◆ What needs to be done: Drop the pictures, then extract the listing word for word.

** START Data lines **

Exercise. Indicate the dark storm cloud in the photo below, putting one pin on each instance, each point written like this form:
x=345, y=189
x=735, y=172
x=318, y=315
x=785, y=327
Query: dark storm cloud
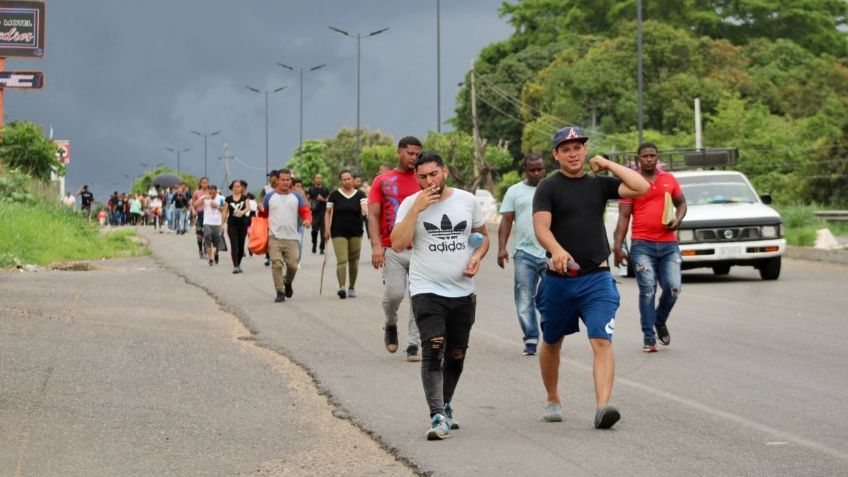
x=124, y=78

** END Data lines **

◆ Worked answer:
Exercise. Indicate the dark storm cloud in the photo below, putting one pin on each instance, each point written like this form:
x=345, y=189
x=735, y=172
x=318, y=315
x=785, y=327
Query: dark storm cloud
x=124, y=78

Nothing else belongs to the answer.